- [Aufgabenliste]
- a) Gib bitte den Teil des Textauszugs wortgetreu wieder, der mit den Worten „An dieser Stelle“ beginnt und nach den Worten „weggesperrt zu werden.“ endet.
- b) Fasse den Textauszug in zwei Sätzen zusammen.

- [Zitierter Textauszug]
☆ ☆ ☆ ☆ ☆ ☆ ☆

An dieser Stelle geschieht etwas Bemerkenswertes: Die Mittagsfrau wird in seiner Erzählung für kurze Zeit sesshaft, lässt sich auf Empfindungen ein. Er schafft einen düsteren Fokus, schlägt eine Schneise in all den Wust an Handlung. Die gräulichen Farbtöne der Wohnung legen sich wie Fesseln um die Protagonistin, Chaos regiert. Helene bricht unter der Last der Rollenerwartungen, die man ihr brutal aufoktroyiert, zusammen. Mala Emde spielt das mit großer Wucht. In einem gellenden Schrei verschmelzen irgendwann das Erschrecken gegenüber der eigenen Lage und dem Grauen der Welt mit der Angst, wie ihre Mutter als Wahnsinnige markiert und weggesperrt zu werden.

☆ ☆ ☆ ☆ ☆ ☆ ☆

- [Eingabedaten]
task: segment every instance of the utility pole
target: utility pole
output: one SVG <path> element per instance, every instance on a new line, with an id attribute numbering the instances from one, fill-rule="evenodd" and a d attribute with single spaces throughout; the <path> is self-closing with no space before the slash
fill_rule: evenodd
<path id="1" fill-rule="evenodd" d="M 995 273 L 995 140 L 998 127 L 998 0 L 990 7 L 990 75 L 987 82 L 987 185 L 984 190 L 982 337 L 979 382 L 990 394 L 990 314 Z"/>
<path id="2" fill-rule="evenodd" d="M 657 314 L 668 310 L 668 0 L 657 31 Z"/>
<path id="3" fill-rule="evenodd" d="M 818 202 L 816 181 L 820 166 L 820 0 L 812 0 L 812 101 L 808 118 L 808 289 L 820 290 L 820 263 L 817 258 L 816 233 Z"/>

☆ ☆ ☆ ☆ ☆ ☆ ☆

- [Antworten je Aufgabe]
- a)
An dieser Stelle geschieht etwas Bemerkenswertes: Die Mittagsfrau wird in seiner Erzählung für kurze Zeit sesshaft, lässt sich auf Empfindungen ein. Er schafft einen düsteren Fokus, schlägt eine Schneise in all den Wust an Handlung. Die gräulichen Farbtöne der Wohnung legen sich wie Fesseln um die Protagonistin, Chaos regiert. Helene bricht unter der Last der Rollenerwartungen, die man ihr brutal aufoktroyiert, zusammen. Mala Emde spielt das mit großer Wucht. In einem gellenden Schrei verschmelzen irgendwann das Erschrecken gegenüber der eigenen Lage und dem Grauen der Welt mit der Angst, wie ihre Mutter als Wahnsinnige markiert und weggesperrt zu werden.

- b) Die Mittagsfrau wird an dieser Stelle kurz sesshaft und lässt sich auf Empfindungen ein, während sich die gräulichen Farbtöne der Wohnung wie Fesseln um die Protagonistin legen. Helene bricht unter den ihr brutal aufoktroyierten Rollenerwartungen zusammen, was Mala Emde mit großer Wucht spielt.